▸ THE PROBLEM: Every line in the records below that holds the word "lamp" is to be copied.

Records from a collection
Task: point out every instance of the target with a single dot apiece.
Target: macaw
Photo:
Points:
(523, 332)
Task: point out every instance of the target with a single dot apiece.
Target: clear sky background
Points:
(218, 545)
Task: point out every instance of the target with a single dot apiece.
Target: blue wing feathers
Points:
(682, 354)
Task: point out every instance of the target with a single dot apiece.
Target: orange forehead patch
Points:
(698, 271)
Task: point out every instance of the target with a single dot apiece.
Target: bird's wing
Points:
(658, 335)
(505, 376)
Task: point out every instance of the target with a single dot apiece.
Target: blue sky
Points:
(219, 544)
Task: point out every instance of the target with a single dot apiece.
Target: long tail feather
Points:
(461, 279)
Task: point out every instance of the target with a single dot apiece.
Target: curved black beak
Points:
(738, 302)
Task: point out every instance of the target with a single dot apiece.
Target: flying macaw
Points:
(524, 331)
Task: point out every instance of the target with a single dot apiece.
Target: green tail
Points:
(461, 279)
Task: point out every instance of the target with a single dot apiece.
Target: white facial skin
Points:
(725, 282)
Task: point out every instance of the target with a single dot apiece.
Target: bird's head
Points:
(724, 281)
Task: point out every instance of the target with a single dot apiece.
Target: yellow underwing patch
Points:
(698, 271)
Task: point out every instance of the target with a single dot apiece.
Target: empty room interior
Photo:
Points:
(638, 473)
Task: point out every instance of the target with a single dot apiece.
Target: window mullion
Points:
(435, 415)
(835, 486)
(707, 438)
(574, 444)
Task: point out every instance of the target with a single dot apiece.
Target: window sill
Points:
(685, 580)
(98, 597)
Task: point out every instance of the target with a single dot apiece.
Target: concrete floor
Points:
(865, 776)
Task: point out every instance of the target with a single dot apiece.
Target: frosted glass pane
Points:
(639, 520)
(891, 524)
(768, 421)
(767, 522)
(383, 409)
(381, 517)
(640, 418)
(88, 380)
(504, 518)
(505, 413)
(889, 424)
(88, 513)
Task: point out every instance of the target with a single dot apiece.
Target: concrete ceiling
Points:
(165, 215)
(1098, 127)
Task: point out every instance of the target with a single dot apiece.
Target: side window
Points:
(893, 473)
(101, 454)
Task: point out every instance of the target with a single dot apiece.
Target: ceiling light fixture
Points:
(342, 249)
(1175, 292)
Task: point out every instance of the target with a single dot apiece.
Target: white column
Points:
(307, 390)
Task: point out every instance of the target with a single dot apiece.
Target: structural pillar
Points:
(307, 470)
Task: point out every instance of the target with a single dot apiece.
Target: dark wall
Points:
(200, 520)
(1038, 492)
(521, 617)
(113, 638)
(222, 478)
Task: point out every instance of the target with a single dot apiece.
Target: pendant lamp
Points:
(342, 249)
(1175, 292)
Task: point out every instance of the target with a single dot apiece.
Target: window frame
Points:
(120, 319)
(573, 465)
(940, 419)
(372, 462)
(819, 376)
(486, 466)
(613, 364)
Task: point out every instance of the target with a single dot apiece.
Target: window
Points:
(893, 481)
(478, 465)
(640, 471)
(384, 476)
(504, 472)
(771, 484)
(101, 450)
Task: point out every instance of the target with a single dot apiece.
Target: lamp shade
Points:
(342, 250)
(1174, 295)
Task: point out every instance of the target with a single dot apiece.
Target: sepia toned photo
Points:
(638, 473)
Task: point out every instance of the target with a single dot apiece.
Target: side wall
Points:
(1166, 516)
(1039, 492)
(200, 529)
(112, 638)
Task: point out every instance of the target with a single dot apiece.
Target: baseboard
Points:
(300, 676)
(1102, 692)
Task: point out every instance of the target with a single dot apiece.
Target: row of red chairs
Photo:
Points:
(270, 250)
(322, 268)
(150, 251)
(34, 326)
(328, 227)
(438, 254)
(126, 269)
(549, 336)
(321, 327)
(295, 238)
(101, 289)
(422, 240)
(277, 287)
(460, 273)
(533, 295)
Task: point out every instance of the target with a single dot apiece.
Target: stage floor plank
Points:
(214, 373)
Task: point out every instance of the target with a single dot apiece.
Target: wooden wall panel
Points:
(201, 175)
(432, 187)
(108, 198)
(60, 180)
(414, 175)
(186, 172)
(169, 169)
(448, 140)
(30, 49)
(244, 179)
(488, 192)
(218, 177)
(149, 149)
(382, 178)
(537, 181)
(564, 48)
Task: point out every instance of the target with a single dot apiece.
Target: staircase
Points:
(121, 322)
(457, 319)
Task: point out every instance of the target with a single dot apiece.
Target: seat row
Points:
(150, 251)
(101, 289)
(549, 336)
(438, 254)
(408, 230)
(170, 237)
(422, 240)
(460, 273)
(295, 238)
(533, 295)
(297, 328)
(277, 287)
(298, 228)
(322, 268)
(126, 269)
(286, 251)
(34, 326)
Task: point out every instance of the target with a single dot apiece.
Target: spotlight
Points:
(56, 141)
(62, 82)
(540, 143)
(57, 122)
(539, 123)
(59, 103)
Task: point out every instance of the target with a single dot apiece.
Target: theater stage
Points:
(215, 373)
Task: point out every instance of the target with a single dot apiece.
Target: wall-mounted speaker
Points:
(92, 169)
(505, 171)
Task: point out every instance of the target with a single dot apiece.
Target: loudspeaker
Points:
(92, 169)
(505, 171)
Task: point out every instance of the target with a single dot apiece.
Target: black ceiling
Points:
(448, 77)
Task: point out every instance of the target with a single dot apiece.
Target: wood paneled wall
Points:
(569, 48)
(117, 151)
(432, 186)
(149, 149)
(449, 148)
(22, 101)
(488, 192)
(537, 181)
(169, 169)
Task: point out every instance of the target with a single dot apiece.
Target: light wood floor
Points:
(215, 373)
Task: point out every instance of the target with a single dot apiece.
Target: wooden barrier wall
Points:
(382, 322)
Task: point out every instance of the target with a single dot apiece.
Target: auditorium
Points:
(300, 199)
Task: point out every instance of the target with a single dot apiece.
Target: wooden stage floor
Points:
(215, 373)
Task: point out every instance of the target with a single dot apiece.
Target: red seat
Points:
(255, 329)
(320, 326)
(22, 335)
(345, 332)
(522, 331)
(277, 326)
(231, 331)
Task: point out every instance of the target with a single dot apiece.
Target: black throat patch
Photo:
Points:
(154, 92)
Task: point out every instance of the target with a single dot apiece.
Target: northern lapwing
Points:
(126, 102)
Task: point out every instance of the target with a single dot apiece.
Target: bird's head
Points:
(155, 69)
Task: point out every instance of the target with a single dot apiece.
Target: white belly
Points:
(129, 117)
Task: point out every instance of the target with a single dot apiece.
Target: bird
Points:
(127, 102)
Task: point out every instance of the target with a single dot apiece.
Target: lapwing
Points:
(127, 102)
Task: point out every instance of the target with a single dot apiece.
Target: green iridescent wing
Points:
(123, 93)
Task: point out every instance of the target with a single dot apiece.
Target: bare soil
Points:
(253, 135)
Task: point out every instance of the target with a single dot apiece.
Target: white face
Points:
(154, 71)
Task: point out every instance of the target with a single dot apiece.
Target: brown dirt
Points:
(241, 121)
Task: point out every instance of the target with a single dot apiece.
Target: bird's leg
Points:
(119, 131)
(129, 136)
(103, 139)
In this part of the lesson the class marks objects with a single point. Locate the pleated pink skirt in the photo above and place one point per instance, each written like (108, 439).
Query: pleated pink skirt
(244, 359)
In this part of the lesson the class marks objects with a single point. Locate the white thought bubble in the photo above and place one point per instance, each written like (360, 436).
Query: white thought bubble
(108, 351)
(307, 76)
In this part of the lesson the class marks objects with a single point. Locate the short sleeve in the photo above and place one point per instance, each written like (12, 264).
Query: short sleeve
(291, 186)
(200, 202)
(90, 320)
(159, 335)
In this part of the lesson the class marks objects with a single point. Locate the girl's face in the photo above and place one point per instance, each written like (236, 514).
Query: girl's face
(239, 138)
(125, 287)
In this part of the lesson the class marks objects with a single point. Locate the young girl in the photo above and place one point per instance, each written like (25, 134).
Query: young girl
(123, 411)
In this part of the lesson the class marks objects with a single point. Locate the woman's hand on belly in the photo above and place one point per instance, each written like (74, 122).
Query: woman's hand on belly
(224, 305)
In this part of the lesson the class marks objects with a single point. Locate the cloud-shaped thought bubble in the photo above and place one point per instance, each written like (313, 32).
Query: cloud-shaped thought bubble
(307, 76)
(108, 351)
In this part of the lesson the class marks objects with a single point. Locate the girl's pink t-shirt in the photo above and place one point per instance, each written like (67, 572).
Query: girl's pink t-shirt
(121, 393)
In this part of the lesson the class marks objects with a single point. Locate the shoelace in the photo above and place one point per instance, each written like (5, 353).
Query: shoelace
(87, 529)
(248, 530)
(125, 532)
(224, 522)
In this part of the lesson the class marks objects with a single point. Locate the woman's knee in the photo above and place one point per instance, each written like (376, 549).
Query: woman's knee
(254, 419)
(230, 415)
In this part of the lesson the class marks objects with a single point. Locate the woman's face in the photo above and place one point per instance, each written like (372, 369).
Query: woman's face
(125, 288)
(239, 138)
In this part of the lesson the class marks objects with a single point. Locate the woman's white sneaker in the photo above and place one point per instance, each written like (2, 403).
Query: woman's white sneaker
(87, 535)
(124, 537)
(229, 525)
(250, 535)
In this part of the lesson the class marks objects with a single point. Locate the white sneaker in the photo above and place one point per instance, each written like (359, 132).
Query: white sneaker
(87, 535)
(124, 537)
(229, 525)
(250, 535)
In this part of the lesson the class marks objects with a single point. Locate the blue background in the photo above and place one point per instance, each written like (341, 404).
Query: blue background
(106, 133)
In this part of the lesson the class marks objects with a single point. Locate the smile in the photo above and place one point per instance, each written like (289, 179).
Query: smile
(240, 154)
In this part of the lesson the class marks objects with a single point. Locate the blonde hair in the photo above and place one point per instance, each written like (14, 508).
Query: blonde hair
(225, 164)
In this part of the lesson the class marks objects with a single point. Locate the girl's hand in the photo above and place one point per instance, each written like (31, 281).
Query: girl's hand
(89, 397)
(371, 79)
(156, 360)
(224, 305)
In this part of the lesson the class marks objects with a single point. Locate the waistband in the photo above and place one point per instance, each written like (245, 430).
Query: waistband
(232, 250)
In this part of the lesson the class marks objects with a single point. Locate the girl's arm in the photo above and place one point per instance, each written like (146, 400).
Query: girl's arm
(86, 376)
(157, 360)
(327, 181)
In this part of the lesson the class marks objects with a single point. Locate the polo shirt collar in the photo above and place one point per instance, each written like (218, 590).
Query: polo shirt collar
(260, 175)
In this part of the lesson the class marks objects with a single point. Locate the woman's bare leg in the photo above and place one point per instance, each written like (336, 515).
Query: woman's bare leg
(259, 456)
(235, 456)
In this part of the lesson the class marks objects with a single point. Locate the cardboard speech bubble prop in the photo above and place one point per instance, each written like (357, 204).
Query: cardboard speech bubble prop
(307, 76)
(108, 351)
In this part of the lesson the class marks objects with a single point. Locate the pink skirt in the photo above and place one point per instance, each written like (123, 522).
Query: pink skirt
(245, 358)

▸ WORKED SOLUTION:
Target: pendant lamp
Target: lamp shade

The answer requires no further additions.